(Exercise aim) Transcribe each of the lines below word for word, and omit the picture from your transcription.
+++
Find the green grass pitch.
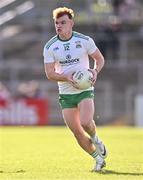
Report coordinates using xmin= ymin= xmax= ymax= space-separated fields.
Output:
xmin=0 ymin=126 xmax=143 ymax=180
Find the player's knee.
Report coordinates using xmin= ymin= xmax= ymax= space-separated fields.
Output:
xmin=81 ymin=122 xmax=91 ymax=130
xmin=73 ymin=129 xmax=84 ymax=139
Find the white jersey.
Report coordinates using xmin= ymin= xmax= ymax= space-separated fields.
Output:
xmin=43 ymin=31 xmax=97 ymax=94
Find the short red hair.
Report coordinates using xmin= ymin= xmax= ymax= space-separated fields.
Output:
xmin=53 ymin=7 xmax=74 ymax=19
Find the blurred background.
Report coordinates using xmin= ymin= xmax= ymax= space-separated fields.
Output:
xmin=0 ymin=0 xmax=143 ymax=126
+++
(Solution to the problem)
Find the green grass pitch.
Report coordinates using xmin= ymin= xmax= ymax= space-separated fields.
Output:
xmin=0 ymin=126 xmax=143 ymax=180
Find the player's knee.
Report coordinates using xmin= ymin= xmax= ymax= space-separated fields.
Output:
xmin=81 ymin=122 xmax=91 ymax=130
xmin=73 ymin=129 xmax=84 ymax=139
Find the white jersey.
Report coordinates using xmin= ymin= xmax= ymax= space-separated fields.
Output:
xmin=43 ymin=31 xmax=97 ymax=94
Find the short red hair.
Report coordinates using xmin= ymin= xmax= ymax= space-separated fields.
Output:
xmin=53 ymin=7 xmax=74 ymax=19
Find the blurred background.
Report coordinates using xmin= ymin= xmax= ymax= space-separated fields.
Output:
xmin=0 ymin=0 xmax=143 ymax=126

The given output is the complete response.